== EXCERPTED RECORDS

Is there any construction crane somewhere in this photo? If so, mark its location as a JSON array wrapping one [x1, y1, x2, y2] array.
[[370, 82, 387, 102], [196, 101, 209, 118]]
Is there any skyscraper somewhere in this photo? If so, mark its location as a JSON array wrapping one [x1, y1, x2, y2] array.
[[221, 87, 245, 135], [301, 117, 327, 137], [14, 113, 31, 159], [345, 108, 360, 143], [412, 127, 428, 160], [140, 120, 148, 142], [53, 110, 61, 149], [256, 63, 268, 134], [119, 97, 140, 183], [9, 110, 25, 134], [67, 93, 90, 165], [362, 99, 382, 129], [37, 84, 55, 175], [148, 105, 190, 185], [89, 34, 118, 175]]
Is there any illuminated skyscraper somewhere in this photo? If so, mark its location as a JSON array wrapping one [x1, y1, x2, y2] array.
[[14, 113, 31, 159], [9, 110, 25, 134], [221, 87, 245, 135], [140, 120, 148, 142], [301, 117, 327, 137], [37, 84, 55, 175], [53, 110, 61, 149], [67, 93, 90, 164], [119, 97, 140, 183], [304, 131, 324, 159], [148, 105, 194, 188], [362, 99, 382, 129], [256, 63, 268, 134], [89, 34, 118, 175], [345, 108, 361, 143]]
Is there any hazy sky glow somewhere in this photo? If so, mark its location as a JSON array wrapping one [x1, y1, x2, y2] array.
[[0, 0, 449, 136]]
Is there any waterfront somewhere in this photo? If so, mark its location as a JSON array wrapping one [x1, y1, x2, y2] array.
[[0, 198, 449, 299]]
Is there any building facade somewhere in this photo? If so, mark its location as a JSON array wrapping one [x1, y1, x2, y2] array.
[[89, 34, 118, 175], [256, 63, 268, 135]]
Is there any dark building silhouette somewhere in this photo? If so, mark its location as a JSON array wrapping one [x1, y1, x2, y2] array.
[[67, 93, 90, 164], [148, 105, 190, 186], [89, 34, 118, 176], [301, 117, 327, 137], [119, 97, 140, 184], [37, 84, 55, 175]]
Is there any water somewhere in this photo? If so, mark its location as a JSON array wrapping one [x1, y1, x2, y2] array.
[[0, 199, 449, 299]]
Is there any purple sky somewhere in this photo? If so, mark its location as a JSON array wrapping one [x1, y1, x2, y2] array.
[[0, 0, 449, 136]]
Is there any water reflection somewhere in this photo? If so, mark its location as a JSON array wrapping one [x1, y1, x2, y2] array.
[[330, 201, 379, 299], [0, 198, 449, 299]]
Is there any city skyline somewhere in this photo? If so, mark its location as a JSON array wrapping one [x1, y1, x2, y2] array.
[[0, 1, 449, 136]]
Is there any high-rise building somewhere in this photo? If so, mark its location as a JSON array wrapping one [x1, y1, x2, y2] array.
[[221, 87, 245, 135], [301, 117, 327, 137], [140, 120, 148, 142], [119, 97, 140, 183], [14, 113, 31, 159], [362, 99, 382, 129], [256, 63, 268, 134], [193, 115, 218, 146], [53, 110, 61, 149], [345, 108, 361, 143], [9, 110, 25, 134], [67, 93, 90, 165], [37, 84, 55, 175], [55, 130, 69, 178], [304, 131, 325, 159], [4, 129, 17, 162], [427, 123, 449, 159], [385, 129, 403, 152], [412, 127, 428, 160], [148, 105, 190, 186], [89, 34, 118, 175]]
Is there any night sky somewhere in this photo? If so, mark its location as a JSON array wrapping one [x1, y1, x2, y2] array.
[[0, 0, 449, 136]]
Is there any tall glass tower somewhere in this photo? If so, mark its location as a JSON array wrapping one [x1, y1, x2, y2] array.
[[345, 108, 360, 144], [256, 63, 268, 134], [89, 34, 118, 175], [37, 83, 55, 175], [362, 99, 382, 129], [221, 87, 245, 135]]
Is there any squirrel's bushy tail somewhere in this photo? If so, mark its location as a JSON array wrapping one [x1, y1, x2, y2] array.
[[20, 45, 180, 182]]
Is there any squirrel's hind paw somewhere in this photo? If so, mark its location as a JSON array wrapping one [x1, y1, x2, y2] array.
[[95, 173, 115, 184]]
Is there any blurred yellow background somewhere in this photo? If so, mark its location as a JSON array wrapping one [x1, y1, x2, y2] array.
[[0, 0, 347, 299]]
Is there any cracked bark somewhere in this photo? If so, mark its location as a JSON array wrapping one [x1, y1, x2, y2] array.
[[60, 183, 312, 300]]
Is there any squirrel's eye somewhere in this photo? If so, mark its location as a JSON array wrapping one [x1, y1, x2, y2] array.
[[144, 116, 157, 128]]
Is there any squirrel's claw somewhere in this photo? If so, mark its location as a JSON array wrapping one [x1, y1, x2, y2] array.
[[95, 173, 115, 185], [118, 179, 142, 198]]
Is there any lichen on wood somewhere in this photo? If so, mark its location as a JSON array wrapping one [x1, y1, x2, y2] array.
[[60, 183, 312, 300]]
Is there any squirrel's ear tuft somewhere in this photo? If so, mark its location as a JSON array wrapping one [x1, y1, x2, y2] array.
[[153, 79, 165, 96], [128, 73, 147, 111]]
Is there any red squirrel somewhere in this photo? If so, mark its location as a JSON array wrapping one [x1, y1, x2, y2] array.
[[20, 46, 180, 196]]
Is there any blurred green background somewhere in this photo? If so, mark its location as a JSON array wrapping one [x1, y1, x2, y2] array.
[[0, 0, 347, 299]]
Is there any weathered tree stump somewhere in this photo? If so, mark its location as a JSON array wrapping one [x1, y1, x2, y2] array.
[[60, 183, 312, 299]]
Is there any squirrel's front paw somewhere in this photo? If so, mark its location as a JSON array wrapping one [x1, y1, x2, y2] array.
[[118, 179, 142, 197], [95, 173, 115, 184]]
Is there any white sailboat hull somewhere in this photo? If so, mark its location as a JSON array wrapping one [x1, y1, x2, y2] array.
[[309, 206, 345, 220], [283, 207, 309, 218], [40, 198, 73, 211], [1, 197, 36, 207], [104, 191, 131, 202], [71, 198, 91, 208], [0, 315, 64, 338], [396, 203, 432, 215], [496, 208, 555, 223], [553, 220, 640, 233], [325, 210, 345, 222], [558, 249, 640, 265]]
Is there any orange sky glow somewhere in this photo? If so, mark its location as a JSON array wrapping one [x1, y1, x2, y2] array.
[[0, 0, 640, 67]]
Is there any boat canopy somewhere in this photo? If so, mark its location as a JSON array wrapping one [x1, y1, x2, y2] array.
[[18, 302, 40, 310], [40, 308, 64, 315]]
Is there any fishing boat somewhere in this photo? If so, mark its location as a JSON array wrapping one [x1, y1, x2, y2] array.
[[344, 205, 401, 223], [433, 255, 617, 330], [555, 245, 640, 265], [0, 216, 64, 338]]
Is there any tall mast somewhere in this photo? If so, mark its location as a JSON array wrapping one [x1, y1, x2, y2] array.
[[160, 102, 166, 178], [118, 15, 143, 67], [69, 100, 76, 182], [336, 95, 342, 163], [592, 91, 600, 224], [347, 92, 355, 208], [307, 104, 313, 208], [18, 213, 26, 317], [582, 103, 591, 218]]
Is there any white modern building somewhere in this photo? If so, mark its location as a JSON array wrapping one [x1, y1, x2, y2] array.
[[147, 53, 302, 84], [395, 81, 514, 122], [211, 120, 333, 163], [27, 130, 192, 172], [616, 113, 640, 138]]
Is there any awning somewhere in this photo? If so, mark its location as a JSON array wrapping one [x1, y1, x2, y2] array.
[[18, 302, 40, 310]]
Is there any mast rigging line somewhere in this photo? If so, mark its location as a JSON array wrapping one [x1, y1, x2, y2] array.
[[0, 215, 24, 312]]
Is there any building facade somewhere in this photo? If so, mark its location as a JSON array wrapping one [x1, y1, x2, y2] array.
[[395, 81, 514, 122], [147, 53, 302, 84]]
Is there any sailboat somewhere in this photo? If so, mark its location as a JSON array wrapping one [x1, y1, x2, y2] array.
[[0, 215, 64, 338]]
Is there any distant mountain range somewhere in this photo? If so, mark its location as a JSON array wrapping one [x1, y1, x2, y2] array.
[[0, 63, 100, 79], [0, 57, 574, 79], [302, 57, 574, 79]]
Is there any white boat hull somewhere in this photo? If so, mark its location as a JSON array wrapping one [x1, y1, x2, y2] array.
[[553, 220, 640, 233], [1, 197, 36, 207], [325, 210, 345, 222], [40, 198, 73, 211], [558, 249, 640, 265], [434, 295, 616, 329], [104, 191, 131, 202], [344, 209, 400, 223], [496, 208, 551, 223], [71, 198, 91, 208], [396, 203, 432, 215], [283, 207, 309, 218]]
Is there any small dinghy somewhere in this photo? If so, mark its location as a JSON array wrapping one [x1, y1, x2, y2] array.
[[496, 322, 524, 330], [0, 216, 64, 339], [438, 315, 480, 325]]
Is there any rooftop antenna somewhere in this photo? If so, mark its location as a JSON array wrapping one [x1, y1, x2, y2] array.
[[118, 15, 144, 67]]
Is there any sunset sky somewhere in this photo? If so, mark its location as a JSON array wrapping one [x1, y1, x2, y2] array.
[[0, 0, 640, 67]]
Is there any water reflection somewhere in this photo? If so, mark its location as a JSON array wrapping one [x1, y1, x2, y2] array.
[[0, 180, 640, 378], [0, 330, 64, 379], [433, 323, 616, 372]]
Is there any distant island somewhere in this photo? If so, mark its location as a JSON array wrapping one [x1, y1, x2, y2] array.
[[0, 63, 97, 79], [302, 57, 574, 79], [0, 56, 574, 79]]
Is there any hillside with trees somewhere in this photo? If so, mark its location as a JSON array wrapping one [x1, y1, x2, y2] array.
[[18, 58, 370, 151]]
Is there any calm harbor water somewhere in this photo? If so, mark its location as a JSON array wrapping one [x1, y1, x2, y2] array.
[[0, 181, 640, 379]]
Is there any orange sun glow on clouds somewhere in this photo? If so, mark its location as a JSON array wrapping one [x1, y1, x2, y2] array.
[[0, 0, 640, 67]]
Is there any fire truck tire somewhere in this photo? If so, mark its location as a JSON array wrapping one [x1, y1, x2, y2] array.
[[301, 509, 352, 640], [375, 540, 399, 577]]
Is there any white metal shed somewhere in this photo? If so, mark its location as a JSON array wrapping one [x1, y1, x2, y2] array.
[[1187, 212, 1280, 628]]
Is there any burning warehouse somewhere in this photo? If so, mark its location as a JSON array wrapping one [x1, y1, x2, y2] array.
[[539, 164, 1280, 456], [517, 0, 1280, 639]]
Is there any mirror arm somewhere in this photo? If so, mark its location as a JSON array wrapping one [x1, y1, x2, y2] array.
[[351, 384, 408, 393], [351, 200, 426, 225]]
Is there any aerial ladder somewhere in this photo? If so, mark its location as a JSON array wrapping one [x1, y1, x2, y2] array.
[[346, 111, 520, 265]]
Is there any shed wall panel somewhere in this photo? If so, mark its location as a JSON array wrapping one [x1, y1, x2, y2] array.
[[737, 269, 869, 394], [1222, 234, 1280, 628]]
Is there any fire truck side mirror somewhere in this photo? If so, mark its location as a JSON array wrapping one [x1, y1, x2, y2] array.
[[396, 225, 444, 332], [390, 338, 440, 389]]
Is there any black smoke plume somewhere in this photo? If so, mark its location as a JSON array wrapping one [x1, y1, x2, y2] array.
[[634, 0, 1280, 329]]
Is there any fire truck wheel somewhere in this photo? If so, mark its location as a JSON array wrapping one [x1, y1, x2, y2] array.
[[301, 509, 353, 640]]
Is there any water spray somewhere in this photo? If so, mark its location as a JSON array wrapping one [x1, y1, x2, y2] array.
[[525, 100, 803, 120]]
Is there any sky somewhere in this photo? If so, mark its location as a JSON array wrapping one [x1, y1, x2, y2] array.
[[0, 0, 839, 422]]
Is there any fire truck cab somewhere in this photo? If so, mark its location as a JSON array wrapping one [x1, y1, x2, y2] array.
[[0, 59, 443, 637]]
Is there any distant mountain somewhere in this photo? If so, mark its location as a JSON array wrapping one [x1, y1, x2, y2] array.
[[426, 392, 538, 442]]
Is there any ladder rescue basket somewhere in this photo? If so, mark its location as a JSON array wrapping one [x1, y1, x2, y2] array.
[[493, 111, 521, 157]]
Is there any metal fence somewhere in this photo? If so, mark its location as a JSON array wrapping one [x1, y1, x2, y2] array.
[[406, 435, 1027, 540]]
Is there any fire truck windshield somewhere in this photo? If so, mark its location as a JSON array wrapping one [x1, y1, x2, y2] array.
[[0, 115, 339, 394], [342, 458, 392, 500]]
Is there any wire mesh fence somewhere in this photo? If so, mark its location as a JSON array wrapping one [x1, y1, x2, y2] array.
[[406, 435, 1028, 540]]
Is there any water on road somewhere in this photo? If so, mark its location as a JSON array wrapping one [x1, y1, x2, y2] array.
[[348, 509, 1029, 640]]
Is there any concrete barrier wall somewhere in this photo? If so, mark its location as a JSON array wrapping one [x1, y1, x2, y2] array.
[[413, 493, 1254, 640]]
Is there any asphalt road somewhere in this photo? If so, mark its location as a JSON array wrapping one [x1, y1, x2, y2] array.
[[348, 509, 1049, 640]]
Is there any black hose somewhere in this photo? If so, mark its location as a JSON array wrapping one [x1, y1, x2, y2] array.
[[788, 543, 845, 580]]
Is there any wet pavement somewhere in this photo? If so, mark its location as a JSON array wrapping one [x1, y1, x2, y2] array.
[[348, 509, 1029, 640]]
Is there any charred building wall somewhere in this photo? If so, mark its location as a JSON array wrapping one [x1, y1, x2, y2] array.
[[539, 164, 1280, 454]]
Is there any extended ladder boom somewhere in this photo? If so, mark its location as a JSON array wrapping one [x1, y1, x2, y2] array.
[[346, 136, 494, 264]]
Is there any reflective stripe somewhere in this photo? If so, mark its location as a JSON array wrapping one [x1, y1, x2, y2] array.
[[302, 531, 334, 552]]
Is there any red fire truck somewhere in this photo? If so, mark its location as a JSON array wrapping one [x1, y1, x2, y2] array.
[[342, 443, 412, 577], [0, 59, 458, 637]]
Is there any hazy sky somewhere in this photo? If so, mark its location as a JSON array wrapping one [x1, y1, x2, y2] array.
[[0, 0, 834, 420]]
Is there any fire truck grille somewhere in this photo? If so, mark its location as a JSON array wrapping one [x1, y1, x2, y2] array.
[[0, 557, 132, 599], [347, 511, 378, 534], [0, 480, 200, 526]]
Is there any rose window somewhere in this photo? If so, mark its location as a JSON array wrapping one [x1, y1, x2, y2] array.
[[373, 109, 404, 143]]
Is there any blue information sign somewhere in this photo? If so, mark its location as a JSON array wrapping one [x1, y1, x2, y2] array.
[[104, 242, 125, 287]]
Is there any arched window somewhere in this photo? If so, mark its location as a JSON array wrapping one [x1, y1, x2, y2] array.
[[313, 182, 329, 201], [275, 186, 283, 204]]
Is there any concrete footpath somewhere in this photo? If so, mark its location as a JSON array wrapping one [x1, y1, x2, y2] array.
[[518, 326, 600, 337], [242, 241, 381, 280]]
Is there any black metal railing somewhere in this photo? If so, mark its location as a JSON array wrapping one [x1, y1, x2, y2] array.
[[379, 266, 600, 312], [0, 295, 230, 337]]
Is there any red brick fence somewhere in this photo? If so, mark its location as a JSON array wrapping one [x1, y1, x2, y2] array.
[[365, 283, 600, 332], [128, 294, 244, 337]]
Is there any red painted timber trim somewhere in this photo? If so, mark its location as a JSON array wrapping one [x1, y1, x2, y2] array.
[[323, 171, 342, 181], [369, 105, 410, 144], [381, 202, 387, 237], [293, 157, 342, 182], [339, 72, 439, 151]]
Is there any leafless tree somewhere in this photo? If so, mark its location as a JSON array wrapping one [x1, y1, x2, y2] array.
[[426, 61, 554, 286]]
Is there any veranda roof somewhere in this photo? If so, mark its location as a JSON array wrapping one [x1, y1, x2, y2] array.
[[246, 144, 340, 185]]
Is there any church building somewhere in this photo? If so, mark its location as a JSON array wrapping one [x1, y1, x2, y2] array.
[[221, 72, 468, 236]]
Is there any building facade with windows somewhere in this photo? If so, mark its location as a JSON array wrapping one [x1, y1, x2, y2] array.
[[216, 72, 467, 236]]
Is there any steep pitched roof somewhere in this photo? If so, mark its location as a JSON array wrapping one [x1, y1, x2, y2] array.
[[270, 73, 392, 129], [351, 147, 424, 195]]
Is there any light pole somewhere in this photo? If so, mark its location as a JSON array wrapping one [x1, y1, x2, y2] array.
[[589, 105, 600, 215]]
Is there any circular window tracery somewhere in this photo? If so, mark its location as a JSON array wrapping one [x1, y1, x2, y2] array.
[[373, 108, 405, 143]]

====

**TASK OBJECTIVE**
Please give the material again from the line with "Is there any purple" up to and including the line with "[[330, 201, 379, 299], [0, 198, 449, 299]]", switching "purple sky" to "violet sky" and keeping everything else the same.

**EXPECTED ANSWER**
Is there any violet sky somewhere in this photo? If so, mark its location as a JSON array wrapping one [x1, y1, x2, y2] array.
[[0, 0, 449, 136]]
Is there any water reflection somewhere in this photo? If so, mark its location as a JSON array wrapping one [x1, y1, x2, y2] array.
[[330, 201, 379, 299], [0, 198, 449, 299]]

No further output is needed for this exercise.